## QUOTED TEXT
★ ★ ★ ★ ★
For the standard I/O function printf, when you output to a terminal, the standard output is by default line buffered.
printf("read %d bytes\n", n);
\n here cause the output to flush.
However, when you output to a file, it's by default fully buffered. The output won't flush unless the buffer is full, or you explicitly flush it.
The low level system call write, on the other hand, is unbuffered.
In general, intermixing standard I/O calls with system calls is not advised.
printf(), by default, buffers its output, while write() does not, and there is no synchronisation between then.
So, in your code, it is possible that printf() stores its data in a buffer and returns, then write() is called, and - as main() returns, printf()s buffer is flushed so that buffered output appears. From your description, that is happening when output is redirected.
It is also possible that printf() writes data immediately, then write() is called. From your description, that happens when output is not redirected.
Typically, one part of redirection of a stream is changing the buffer - and therefore the behaviour when buffering - for streams like stdout and stdin. The precise change depends on what type of redirection is happening (e.g. to a file, to a pipe, to a different display device, etc).
Imagine that printf() writes data to a buffer and, when flushing that buffer, uses write() to produce output. That means all overt calls of write() will have their output produced immediately, but data that is buffered may be printed out of order.
The problem is that the writes are handled by write(2) call, so you effectively lose control of what happens.
If we look at the documentation for write(2) we can see that the writes are not guaranteed to be actually written until a read() occurs. More specifically:
A successful return from write() does not make any guarantee that data has
been committed to disk. In fact, on some buggy implementations, it does not even
guarantee that space has successfully been reserved for the data. The only way to
be sure is to call fsync(2) after you are done writing all your data.
This means that depending on the implementation and buffering of the write(2) (which may differ even between redirects and printing to screen), you can get different results.
have a look at this code:
#include<stdio.h>
#include <unistd.h>
int main()
{
int pipefd[2],n;
char buf[100];
if(pipe(pipefd)<0)
★ ★ ★ ★ ★
## CHALLENGES
A. Print the passage on printf buffering from "For the standard" up to and including "synchronisation between then.".
B. Collect every line of the records that contains the string "surface".
The passage on printf buffering and the records come from separate sources.
★ ★ ★ ★ ★
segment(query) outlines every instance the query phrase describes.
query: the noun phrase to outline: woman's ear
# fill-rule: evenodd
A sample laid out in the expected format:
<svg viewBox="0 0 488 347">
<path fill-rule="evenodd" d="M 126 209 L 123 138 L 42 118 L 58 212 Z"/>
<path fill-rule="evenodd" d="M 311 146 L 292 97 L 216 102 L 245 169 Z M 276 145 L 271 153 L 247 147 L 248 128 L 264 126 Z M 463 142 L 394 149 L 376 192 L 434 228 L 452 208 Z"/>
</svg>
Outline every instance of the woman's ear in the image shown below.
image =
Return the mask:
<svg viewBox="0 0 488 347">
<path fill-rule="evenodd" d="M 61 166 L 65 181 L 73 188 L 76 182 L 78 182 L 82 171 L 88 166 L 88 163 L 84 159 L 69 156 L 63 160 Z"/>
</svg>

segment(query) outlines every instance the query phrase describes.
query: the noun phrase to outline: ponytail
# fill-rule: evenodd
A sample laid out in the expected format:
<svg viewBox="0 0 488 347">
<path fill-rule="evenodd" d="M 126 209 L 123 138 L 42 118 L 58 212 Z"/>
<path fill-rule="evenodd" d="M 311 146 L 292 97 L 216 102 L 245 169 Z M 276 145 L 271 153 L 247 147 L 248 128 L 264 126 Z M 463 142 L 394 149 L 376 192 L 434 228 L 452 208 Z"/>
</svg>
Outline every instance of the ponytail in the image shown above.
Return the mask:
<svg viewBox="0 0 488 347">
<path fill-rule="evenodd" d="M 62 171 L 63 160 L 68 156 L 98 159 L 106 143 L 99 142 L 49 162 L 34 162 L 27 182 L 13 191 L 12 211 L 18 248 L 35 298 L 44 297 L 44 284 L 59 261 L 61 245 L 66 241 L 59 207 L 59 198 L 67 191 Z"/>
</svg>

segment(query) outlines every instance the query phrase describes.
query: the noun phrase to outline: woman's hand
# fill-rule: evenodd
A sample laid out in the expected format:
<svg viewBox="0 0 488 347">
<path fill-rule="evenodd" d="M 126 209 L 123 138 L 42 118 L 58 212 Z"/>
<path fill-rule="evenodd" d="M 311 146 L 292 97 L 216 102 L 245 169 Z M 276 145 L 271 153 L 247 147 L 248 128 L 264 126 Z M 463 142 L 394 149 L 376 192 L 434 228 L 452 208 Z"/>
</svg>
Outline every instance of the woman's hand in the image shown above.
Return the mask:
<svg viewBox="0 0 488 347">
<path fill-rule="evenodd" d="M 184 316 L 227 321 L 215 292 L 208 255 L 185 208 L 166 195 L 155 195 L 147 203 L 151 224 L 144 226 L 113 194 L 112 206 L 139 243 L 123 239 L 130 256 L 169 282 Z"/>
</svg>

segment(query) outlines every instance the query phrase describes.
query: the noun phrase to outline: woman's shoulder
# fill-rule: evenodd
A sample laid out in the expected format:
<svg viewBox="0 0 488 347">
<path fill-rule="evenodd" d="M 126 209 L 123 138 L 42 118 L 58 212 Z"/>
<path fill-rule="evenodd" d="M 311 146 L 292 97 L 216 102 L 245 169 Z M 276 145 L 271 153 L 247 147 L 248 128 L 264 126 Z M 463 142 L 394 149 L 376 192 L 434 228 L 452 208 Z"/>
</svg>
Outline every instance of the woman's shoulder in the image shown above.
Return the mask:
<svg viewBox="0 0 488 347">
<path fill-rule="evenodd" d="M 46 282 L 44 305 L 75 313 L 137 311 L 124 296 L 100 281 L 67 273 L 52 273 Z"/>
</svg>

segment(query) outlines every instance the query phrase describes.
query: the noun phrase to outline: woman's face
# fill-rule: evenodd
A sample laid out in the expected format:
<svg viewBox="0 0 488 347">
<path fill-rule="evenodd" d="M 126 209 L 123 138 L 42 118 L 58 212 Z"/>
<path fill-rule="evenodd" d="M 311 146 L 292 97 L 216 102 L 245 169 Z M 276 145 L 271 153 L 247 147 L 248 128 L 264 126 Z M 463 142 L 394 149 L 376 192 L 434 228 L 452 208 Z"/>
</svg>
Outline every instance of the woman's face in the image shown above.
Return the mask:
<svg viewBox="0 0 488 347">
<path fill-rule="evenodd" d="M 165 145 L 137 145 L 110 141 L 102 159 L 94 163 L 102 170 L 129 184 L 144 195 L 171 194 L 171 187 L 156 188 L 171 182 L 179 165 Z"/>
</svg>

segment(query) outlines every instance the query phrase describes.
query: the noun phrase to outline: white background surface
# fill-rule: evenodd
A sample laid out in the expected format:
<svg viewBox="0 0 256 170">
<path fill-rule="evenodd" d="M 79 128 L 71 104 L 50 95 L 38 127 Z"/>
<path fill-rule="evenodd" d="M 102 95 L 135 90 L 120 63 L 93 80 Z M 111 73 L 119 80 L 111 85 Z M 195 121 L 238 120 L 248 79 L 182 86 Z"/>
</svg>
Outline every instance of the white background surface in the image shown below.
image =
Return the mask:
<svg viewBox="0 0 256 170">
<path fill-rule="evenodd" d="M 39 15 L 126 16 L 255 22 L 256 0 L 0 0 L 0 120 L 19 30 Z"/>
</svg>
★ ★ ★ ★ ★
## SOLUTIONS
A.
For the standard I/O function printf, when you output to a terminal, the standard output is by default line buffered.
printf("read %d bytes\n", n);
\n here cause the output to flush.
However, when you output to a file, it's by default fully buffered. The output won't flush unless the buffer is full, or you explicitly flush it.
The low level system call write, on the other hand, is unbuffered.
In general, intermixing standard I/O calls with system calls is not advised.
printf(), by default, buffers its output, while write() does not, and there is no synchronisation between then.

B.
query: the noun phrase to outline: white background surface
Outline every instance of the white background surface in the image shown below.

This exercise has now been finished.